Brief: Every line of the data below must be given again exactly.

Saved entries

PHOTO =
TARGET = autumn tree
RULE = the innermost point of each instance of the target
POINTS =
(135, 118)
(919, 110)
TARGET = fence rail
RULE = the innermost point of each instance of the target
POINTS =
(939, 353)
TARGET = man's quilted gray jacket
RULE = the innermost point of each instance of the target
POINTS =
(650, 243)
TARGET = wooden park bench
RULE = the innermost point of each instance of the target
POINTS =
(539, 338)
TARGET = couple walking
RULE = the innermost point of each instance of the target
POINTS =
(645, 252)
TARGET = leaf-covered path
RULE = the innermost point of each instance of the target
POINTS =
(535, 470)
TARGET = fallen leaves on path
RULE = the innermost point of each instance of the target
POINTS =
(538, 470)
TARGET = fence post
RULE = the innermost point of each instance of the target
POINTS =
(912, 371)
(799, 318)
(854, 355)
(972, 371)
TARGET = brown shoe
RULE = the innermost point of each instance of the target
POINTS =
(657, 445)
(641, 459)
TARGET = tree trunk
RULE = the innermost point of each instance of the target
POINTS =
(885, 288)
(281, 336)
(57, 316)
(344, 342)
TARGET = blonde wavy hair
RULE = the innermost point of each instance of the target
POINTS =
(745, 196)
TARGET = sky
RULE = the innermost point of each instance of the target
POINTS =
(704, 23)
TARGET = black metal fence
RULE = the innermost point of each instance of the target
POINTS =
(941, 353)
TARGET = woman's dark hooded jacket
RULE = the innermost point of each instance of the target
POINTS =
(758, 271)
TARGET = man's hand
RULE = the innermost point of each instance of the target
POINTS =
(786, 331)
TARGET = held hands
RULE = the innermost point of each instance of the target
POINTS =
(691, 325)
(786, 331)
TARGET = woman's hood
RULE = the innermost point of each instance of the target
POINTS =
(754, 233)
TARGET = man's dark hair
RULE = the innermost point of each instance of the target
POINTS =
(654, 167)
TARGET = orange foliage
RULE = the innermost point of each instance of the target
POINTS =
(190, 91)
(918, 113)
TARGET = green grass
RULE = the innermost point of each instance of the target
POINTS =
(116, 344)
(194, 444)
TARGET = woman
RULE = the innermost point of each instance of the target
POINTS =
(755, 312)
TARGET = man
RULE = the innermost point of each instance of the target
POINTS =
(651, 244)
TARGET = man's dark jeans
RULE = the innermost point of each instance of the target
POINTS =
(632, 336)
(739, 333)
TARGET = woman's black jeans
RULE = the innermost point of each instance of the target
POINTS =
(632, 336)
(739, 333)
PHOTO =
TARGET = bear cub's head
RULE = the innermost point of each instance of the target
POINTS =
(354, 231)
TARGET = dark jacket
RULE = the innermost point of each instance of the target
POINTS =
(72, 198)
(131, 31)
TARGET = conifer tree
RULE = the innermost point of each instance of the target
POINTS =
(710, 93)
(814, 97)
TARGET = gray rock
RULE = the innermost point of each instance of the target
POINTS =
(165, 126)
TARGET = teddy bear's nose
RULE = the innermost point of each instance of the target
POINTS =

Problem solution:
PHOTO =
TARGET = autumn tree
RULE = the innermost point of each instance of the target
POINTS =
(135, 118)
(919, 110)
TARGET = fence rail
RULE = the innermost point of each instance of the target
POINTS =
(939, 353)
TARGET = man's quilted gray jacket
RULE = the innermost point of each instance of the target
POINTS =
(650, 243)
TARGET = wooden park bench
RULE = the innermost point of each instance of the target
POINTS =
(539, 338)
TARGET = couple walking
RULE = the innermost point of each instance of the target
POINTS =
(645, 252)
TARGET = leaf-covered path
RULE = the innermost point of each instance of the target
POINTS =
(535, 470)
TARGET = fallen leaves on path
RULE = the innermost point of each instance of the target
POINTS =
(538, 470)
TARGET = fence post
RULE = the innermost point of each instance of the target
POINTS =
(912, 371)
(799, 318)
(854, 355)
(972, 371)
TARGET = brown shoe
RULE = the innermost point of each instance of the target
POINTS =
(657, 445)
(641, 459)
TARGET = tree trunk
RULE = the innermost point of each instance of the target
POINTS =
(885, 288)
(281, 336)
(57, 316)
(344, 342)
TARGET = blonde wavy hair
RULE = the innermost point of each instance of the target
POINTS =
(745, 196)
TARGET = sky
RULE = the innermost point of each instance of the target
POINTS =
(704, 23)
TARGET = black metal fence
RULE = the innermost point of each instance of the target
POINTS =
(941, 353)
TARGET = woman's dark hooded jacket
RULE = the innermost point of each instance of the target
POINTS =
(758, 271)
TARGET = man's hand
RULE = the innermost point of each instance of the target
POINTS =
(786, 331)
TARGET = held hands
RULE = the innermost point of each instance of the target
POINTS =
(691, 325)
(786, 331)
TARGET = woman's hood
RULE = the innermost point of each instance of the target
POINTS =
(754, 233)
TARGET = man's dark hair
RULE = the innermost point of each instance of the target
POINTS =
(654, 167)
TARGET = orange foliage
RULE = the innermost point of each instance of the target
POINTS =
(190, 91)
(918, 113)
TARGET = green grass
RULE = the innermost point of each instance of the target
POINTS =
(116, 344)
(194, 444)
TARGET = woman
RULE = the innermost point of each instance of the target
POINTS =
(755, 312)
TARGET = man
RULE = the innermost point of each instance of the target
POINTS =
(651, 244)
TARGET = man's dark jeans
RULE = the innermost point of each instance of the target
POINTS =
(632, 336)
(739, 333)
TARGET = woman's black jeans
RULE = the innermost point of each instance of the target
POINTS =
(632, 336)
(739, 333)
PHOTO =
TARGET = bear cub's head
RULE = the innermost point of each instance of the target
POINTS =
(354, 231)
TARGET = dark jacket
RULE = the innermost point of each instance of the target
POINTS =
(72, 198)
(131, 31)
TARGET = conifer tree
RULE = the innermost point of each instance of the target
POINTS =
(710, 93)
(814, 97)
TARGET = gray rock
RULE = the innermost point of each instance of the target
POINTS =
(165, 126)
TARGET = teddy bear's nose
RULE = the innermost point of each instance of the target
POINTS =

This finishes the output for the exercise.